● Directions for this task
Identify each line of the records below that contains the word "house", and copy every such line. Case counts, so a line matches only if its capitalization is the same.
+ + +
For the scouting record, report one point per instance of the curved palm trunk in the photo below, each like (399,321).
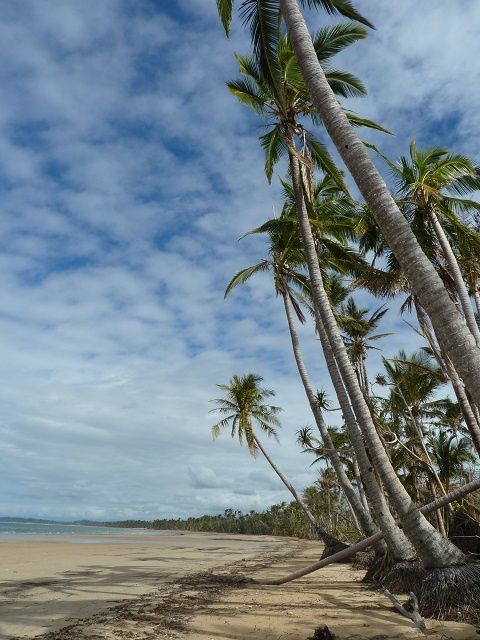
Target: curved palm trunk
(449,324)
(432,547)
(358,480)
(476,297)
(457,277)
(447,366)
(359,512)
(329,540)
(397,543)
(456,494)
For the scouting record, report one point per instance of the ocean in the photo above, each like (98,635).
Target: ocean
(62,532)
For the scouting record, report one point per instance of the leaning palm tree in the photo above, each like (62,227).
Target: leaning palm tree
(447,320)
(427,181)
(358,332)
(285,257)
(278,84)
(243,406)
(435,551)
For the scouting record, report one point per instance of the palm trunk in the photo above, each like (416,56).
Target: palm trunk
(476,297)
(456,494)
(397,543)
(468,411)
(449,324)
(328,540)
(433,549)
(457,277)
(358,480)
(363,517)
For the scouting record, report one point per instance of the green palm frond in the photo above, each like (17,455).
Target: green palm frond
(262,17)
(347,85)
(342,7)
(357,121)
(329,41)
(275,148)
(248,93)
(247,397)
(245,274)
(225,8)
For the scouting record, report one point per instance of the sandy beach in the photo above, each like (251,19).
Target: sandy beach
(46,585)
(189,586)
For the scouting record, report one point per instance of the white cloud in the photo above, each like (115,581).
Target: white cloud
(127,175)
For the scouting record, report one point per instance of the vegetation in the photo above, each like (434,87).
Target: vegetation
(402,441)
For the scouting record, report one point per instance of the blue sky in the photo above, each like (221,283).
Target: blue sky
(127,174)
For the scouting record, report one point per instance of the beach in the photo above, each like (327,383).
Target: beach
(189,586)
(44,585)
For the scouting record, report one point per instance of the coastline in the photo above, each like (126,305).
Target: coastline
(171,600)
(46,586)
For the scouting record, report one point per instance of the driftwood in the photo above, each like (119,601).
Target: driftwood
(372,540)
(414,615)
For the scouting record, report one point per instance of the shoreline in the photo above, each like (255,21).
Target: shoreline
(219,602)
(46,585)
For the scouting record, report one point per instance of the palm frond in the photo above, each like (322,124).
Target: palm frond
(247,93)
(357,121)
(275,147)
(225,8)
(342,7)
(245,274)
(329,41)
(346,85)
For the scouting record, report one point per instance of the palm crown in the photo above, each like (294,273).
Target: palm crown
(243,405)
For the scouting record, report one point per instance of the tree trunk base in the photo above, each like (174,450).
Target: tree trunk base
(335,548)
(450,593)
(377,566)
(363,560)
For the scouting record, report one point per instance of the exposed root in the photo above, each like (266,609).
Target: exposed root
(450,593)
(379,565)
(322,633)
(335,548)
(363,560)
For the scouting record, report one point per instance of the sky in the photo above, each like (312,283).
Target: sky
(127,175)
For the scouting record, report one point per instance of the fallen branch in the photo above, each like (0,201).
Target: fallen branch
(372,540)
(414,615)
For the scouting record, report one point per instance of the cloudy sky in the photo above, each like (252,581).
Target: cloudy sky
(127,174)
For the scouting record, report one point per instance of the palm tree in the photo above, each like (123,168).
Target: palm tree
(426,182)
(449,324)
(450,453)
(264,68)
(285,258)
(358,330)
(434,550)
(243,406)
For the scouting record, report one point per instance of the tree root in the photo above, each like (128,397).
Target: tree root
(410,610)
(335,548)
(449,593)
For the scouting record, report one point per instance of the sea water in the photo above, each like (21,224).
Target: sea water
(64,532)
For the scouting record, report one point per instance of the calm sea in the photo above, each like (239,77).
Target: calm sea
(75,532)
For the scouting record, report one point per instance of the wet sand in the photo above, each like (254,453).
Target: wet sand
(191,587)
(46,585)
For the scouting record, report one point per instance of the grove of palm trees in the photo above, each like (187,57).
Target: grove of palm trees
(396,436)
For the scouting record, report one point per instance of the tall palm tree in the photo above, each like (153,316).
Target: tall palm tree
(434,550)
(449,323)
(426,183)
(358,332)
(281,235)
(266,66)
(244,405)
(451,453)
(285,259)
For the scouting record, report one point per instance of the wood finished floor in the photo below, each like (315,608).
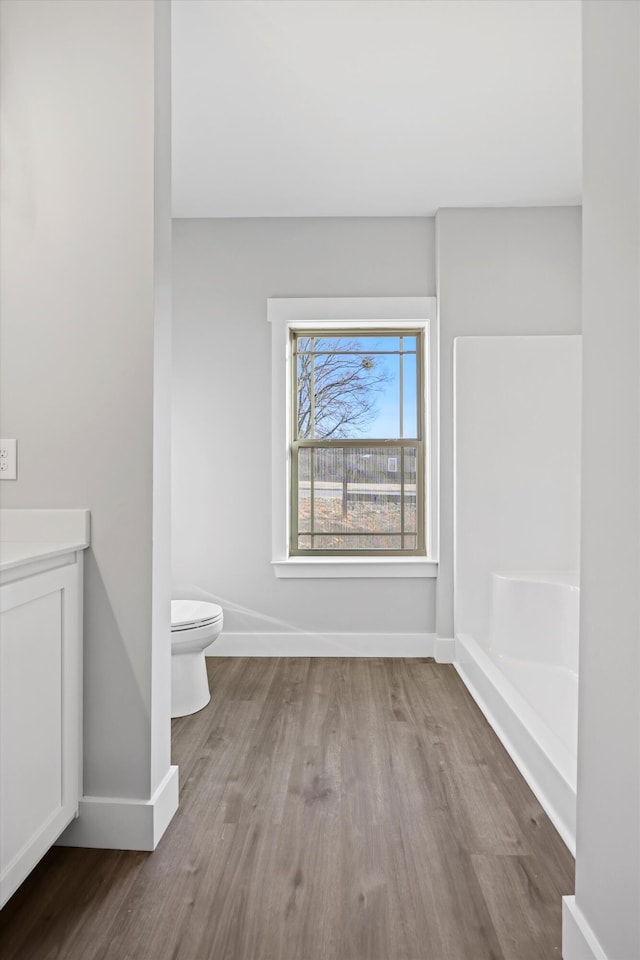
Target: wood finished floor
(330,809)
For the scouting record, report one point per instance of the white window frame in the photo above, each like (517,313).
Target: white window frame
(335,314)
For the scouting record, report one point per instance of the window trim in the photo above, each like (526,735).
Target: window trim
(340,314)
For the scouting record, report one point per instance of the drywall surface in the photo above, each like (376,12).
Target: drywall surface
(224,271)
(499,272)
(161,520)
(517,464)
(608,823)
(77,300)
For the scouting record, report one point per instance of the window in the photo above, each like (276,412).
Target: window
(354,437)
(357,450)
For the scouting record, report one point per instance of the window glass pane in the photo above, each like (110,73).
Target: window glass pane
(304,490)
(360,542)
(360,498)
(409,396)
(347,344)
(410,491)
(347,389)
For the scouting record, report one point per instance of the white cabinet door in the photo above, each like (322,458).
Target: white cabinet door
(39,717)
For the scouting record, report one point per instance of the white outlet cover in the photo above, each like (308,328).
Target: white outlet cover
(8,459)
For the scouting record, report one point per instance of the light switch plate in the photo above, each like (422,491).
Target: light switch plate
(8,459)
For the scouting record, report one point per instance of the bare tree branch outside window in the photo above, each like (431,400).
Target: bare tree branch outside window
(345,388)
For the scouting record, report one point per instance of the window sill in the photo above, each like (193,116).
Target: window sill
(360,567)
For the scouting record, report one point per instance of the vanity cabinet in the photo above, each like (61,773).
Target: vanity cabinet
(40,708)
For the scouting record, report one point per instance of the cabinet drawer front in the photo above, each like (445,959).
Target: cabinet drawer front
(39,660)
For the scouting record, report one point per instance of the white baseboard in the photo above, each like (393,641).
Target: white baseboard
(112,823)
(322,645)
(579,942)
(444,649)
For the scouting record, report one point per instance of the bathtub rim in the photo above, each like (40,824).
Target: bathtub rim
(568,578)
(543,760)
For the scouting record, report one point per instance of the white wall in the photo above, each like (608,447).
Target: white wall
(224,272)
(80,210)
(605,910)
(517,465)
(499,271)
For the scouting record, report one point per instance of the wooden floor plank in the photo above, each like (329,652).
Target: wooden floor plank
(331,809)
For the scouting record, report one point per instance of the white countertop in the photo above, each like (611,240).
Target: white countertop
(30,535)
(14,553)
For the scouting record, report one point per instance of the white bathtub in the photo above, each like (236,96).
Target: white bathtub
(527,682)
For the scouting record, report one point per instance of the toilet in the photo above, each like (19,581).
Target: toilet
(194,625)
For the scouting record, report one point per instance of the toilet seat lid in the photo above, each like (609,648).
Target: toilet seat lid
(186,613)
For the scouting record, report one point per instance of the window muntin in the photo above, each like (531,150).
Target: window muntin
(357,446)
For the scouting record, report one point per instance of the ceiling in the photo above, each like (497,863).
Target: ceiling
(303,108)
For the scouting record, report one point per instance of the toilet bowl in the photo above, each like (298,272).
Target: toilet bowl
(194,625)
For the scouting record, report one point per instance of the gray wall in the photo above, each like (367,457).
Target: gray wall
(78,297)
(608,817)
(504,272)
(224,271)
+ + +
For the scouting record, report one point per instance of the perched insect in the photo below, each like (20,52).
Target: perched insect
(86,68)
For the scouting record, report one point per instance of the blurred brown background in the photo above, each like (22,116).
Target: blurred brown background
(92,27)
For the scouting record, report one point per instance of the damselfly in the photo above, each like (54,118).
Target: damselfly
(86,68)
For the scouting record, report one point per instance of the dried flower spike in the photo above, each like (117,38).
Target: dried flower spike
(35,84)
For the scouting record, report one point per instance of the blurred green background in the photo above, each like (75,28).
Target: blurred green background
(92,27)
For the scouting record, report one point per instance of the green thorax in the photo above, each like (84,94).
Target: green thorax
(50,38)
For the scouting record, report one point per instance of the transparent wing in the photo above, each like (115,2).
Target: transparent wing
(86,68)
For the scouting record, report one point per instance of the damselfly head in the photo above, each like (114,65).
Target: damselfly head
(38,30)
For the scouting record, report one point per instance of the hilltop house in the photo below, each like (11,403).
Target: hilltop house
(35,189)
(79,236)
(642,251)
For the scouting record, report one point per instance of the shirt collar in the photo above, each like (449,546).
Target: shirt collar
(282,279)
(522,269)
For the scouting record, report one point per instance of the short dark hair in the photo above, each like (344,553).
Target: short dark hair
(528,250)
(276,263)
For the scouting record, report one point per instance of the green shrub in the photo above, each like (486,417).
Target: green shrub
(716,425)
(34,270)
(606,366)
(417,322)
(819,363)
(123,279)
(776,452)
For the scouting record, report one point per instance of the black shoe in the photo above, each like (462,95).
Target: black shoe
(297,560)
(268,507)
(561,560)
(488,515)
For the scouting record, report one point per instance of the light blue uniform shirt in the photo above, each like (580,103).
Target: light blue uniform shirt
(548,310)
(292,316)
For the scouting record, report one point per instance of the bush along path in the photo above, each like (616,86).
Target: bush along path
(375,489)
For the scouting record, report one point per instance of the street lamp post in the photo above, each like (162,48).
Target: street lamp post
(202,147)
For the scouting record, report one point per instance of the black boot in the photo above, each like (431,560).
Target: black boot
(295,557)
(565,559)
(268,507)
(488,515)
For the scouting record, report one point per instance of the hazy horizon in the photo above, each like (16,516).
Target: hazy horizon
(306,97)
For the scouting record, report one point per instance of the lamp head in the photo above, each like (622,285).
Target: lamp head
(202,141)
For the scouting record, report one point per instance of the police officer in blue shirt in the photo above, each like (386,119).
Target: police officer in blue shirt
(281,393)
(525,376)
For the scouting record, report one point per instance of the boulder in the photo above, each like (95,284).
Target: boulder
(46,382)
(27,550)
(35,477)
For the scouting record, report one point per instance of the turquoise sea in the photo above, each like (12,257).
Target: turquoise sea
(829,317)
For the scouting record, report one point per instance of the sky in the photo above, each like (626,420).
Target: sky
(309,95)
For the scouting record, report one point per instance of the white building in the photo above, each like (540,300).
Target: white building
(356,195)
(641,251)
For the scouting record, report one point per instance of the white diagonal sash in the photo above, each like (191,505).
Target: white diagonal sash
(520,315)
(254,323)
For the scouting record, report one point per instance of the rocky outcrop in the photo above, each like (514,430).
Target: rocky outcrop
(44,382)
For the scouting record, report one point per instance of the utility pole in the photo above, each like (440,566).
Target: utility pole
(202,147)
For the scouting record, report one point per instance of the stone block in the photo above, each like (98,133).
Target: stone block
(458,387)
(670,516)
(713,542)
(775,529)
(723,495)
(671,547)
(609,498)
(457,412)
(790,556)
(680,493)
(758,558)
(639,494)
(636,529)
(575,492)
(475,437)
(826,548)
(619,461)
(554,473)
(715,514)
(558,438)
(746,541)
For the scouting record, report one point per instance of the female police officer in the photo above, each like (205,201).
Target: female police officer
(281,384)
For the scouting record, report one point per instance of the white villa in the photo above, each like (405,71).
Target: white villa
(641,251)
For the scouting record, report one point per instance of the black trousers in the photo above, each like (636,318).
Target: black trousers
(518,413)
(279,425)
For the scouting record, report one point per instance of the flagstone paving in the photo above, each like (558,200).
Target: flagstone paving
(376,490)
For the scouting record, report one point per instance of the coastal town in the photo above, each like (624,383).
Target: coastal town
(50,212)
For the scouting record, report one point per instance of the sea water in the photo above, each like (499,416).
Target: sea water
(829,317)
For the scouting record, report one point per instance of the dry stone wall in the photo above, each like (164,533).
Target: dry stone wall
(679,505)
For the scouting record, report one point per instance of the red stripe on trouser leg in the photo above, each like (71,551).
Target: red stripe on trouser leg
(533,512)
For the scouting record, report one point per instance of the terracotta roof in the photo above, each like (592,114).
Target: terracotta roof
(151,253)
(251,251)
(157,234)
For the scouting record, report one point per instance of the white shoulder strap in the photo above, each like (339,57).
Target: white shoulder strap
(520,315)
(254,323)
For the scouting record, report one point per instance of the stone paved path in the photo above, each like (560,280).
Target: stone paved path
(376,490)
+ + +
● Correct result
For the scouting record, report one point per instance of the hilltop house in the photo below, each like (11,403).
Target: hilltop house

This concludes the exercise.